How to complete this task: Nothing below is to be printed except the lines between the line holding "# for every instance of the short" and the line holding "# for every instance of the black flat", inclusive, each exactly as it appears.

[Referring expression pointing data]

***

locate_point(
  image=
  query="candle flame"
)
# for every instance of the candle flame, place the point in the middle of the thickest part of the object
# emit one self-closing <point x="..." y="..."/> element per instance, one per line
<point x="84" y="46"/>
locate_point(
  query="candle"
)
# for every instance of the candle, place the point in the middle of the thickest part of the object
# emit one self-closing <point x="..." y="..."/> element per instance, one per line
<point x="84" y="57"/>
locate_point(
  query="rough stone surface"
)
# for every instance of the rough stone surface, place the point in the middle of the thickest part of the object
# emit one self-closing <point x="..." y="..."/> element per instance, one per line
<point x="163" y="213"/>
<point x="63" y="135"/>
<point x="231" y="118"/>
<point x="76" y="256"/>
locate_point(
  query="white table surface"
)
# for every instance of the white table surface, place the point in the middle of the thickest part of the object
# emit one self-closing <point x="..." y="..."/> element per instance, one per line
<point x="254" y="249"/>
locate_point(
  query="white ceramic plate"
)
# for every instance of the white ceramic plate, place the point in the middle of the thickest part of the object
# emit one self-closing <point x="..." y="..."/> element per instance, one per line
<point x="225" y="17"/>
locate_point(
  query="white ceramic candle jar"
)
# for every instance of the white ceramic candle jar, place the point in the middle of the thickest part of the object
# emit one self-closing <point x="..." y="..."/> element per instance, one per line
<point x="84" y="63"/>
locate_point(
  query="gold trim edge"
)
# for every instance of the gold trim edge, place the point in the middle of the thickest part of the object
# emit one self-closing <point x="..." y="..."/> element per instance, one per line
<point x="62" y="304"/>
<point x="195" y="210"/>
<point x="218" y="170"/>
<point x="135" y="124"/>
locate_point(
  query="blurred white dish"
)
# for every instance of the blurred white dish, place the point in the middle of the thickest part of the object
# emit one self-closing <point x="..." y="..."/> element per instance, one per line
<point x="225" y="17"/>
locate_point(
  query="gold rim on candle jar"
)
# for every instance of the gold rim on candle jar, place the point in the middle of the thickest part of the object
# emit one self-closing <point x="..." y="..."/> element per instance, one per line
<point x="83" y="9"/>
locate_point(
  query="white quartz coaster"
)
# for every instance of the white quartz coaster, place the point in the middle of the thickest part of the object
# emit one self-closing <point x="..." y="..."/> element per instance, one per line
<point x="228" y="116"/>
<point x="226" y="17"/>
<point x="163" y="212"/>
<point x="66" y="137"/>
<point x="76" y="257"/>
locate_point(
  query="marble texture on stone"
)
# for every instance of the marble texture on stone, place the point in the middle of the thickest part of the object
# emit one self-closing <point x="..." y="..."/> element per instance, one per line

***

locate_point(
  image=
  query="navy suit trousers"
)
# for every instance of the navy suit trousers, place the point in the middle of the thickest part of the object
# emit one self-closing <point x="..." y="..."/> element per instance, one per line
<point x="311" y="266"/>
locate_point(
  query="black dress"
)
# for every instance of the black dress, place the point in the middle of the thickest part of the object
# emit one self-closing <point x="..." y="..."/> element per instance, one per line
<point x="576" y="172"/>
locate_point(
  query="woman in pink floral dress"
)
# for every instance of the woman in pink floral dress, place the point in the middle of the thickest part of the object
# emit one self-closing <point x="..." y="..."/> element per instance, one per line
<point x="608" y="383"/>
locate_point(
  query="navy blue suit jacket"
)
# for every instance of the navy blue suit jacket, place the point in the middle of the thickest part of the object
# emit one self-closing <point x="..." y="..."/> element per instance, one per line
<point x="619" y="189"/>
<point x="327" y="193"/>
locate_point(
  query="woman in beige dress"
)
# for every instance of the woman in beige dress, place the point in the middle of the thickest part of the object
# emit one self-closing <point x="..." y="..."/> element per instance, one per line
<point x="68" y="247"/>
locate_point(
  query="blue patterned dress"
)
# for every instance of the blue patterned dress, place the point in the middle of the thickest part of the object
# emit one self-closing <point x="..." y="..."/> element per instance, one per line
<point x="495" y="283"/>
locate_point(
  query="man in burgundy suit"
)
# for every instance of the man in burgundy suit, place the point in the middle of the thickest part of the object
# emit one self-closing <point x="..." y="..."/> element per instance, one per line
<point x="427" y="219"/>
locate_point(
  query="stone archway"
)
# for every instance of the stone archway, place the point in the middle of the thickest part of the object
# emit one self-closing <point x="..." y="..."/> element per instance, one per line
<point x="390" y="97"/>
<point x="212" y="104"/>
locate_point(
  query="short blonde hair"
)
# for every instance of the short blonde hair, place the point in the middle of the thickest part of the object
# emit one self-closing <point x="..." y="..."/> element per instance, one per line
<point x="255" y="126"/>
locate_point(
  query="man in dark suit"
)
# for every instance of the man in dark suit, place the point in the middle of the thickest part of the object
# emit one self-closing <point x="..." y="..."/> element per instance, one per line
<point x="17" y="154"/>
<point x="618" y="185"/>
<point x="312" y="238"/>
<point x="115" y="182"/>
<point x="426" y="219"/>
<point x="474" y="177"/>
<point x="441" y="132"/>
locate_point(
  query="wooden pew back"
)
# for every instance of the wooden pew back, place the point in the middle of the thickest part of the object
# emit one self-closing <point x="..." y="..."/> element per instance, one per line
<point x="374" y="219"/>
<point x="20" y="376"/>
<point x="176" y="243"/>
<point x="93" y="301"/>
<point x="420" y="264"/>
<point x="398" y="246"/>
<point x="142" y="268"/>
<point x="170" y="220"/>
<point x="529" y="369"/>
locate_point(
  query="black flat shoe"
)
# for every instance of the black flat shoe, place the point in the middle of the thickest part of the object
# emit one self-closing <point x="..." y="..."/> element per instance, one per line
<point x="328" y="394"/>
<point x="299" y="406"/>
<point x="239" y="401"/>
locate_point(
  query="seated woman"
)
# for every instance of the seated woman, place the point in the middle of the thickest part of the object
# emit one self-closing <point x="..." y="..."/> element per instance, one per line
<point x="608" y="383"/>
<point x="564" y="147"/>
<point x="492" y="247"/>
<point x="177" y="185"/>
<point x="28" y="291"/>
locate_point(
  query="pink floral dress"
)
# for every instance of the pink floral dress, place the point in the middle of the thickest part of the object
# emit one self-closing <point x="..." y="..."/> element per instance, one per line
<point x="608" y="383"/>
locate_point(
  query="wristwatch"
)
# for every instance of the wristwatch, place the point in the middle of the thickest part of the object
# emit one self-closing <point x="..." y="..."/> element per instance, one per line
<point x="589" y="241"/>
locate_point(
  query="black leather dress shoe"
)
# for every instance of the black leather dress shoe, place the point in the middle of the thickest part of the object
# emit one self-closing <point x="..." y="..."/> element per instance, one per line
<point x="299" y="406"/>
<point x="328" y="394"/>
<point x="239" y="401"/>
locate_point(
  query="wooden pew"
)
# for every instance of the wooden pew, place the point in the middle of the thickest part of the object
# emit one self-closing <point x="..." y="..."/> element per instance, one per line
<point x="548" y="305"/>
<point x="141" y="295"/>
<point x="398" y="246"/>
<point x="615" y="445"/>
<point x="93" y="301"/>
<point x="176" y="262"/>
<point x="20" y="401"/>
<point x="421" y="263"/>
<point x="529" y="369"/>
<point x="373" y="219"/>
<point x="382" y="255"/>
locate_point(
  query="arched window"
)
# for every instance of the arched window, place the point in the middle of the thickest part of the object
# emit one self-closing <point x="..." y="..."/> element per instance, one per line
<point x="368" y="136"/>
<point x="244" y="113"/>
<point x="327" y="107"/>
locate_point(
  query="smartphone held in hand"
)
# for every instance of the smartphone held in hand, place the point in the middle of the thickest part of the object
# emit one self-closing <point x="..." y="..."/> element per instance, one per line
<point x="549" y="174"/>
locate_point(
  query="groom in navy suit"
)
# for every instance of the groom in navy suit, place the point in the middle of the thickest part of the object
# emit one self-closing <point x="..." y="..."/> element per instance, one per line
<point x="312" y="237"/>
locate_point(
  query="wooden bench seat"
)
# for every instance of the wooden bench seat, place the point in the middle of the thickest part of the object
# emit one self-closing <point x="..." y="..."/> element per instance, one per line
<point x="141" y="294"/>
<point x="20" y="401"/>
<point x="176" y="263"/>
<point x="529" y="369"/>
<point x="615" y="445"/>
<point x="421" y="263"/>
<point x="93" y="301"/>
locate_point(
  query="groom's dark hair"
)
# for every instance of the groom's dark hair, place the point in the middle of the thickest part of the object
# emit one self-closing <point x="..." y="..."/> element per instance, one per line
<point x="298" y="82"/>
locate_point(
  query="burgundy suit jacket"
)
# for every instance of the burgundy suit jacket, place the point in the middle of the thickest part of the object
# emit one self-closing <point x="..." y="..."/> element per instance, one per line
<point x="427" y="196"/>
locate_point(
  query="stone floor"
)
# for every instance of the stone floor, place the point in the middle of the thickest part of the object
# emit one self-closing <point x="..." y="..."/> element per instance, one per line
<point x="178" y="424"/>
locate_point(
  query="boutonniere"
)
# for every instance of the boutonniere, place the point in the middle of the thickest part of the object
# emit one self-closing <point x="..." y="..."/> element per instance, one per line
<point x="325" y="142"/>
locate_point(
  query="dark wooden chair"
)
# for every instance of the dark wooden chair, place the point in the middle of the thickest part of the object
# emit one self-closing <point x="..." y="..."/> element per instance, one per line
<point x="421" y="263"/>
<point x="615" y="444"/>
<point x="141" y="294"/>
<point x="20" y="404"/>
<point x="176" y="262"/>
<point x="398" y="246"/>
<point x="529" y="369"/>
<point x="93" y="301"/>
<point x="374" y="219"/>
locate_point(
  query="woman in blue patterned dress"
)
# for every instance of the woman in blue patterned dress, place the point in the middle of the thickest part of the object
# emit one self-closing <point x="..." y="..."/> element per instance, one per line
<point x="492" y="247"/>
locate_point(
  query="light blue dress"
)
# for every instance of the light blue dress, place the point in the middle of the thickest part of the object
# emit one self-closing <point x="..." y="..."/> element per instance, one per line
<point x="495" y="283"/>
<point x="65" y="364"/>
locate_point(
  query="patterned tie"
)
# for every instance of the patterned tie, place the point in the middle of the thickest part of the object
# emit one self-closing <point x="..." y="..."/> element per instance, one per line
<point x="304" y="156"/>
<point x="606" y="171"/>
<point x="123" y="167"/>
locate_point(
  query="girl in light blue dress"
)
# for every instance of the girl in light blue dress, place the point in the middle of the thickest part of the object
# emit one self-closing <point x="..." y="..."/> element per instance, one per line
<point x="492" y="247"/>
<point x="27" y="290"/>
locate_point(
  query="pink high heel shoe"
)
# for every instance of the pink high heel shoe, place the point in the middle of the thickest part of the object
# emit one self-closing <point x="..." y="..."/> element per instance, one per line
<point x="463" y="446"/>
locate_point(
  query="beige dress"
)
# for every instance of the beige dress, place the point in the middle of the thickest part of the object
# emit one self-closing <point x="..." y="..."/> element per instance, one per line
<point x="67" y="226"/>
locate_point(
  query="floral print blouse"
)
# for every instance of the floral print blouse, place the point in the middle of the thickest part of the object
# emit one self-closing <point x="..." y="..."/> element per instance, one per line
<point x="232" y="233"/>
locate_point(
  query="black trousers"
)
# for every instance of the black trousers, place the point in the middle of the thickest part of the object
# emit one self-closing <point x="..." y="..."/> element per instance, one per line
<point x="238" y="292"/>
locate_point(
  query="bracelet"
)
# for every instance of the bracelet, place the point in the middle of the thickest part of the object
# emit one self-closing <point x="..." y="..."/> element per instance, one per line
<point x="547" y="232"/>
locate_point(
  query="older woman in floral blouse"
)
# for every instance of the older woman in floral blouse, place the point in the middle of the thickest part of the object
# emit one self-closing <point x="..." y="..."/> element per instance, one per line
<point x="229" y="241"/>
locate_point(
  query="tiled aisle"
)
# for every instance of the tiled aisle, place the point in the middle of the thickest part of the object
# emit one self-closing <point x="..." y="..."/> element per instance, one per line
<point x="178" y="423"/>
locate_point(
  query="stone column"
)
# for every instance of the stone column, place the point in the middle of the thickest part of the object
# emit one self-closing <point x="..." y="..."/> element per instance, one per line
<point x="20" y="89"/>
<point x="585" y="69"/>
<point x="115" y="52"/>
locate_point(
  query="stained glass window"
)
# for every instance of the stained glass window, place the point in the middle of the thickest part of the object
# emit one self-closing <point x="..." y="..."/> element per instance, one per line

***

Reply:
# for every instance of the short blonde hair, place the point in the middle of the thickest part of the object
# emit one self-closing <point x="..." y="..."/> element per instance, one per line
<point x="255" y="126"/>
locate_point(
  query="man in dark suit"
)
# for every instance of the man in dark suit, place the point in the middle of the thickest part of the object
# emit one self-closing <point x="..." y="..."/> element per instance, one per line
<point x="17" y="154"/>
<point x="618" y="185"/>
<point x="312" y="238"/>
<point x="115" y="182"/>
<point x="426" y="219"/>
<point x="474" y="177"/>
<point x="441" y="132"/>
locate_point(
  query="wooden pew back"
)
# for every instance of the wooden pew back, place the point in the middle of the thickest part of the object
# emit one self-closing <point x="..." y="..."/> element per instance, one per line
<point x="374" y="219"/>
<point x="20" y="376"/>
<point x="176" y="243"/>
<point x="93" y="301"/>
<point x="420" y="264"/>
<point x="398" y="246"/>
<point x="142" y="268"/>
<point x="170" y="220"/>
<point x="529" y="369"/>
locate_point(
  query="black flat shoe"
)
# for every instance of the black flat shoe, place the point in the middle of the thickest part of the object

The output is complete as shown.